Rewrite the entries below as a Markdown table with two columns, Row and Line, putting each non-blank line in its own row with its number.

[start INPUT MATERIAL]

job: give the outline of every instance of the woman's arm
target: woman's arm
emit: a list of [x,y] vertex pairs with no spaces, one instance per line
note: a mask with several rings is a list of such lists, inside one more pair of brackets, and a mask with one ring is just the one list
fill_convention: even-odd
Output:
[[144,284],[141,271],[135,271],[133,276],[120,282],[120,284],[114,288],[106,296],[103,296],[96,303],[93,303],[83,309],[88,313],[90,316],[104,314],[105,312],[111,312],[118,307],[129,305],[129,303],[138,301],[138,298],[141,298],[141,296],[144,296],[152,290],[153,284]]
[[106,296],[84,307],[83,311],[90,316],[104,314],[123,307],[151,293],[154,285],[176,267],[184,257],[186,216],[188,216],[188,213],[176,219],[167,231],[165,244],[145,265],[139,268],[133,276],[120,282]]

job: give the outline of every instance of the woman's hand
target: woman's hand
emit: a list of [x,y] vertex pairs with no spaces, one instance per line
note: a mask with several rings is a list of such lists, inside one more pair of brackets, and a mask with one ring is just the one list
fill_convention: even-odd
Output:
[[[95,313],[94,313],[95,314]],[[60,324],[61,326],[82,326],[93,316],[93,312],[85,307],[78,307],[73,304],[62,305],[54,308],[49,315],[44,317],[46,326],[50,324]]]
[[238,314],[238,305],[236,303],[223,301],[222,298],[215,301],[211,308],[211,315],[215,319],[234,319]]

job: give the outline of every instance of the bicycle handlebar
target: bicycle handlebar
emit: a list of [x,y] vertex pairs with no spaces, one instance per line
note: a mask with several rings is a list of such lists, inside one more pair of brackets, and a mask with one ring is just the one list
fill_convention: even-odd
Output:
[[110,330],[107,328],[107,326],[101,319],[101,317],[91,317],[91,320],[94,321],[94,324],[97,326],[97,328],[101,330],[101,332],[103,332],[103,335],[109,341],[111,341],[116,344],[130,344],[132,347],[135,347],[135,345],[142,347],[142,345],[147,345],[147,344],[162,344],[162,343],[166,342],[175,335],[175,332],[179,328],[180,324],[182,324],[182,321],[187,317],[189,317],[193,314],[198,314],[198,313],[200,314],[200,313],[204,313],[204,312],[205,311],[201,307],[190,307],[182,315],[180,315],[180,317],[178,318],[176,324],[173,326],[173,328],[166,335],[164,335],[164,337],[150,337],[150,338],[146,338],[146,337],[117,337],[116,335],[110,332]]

[end INPUT MATERIAL]

_ANSWER TO THIS EXERCISE_
| Row | Line |
|---|---|
| 1 | job: give the outline of every instance of the woman's arm |
| 2 | target: woman's arm |
| 3 | emit: a list of [x,y] vertex pairs with no spaces, one instance per line |
| 4 | note: a mask with several rings is a list of such lists, inside one more pair of brackets, and a mask with one ring is just the one list |
| 5 | fill_convention: even-odd |
| 6 | Output: |
| 7 | [[144,284],[141,271],[135,271],[133,276],[120,282],[120,284],[114,288],[106,296],[103,296],[96,303],[93,303],[83,309],[88,313],[90,316],[104,314],[105,312],[111,312],[118,307],[129,305],[129,303],[138,301],[138,298],[141,298],[141,296],[144,296],[152,290],[153,284]] |
| 8 | [[106,296],[84,307],[83,311],[90,316],[104,314],[123,307],[151,293],[154,285],[176,267],[184,257],[186,216],[188,216],[188,213],[176,219],[167,231],[165,244],[145,265],[139,268],[133,276],[120,282]] |
| 9 | job: give the outline of every instance of the woman's hand |
| 10 | target: woman's hand |
| 11 | emit: a list of [x,y] vertex pairs with no spaces, one instance per line |
| 12 | note: a mask with several rings is a list of such lists, inside one more pair of brackets, and a mask with one ring is just the one list |
| 13 | fill_convention: even-odd |
| 14 | Output: |
| 15 | [[[95,313],[94,313],[95,314]],[[60,324],[61,326],[82,326],[93,316],[93,312],[85,307],[78,307],[73,304],[62,305],[54,308],[49,315],[44,317],[46,326],[50,324]]] |
| 16 | [[238,314],[238,305],[236,303],[223,301],[222,298],[215,301],[211,308],[211,315],[215,319],[234,319]] |
| 17 | job: give the outline of every instance of the bicycle handlebar |
| 18 | target: bicycle handlebar |
| 19 | emit: a list of [x,y] vertex pairs with no spaces, one instance per line |
| 20 | note: a mask with several rings is a list of such lists, inside one more pair of brackets, and a mask with one ring is just the one list |
| 21 | fill_convention: even-odd |
| 22 | Output: |
| 23 | [[110,330],[107,328],[107,326],[101,319],[101,317],[91,317],[91,320],[94,321],[94,324],[97,326],[97,328],[101,330],[101,332],[103,332],[103,335],[109,341],[111,341],[116,344],[130,344],[132,347],[135,347],[135,345],[142,347],[142,345],[147,345],[147,344],[162,344],[162,343],[166,342],[175,335],[175,332],[179,328],[180,324],[182,324],[182,321],[187,317],[189,317],[193,314],[198,314],[198,313],[200,314],[200,313],[204,313],[204,312],[205,311],[201,307],[190,307],[182,315],[180,315],[180,317],[178,318],[176,324],[173,326],[173,328],[166,335],[164,335],[164,337],[150,337],[150,338],[146,338],[146,337],[117,337],[116,335],[110,332]] |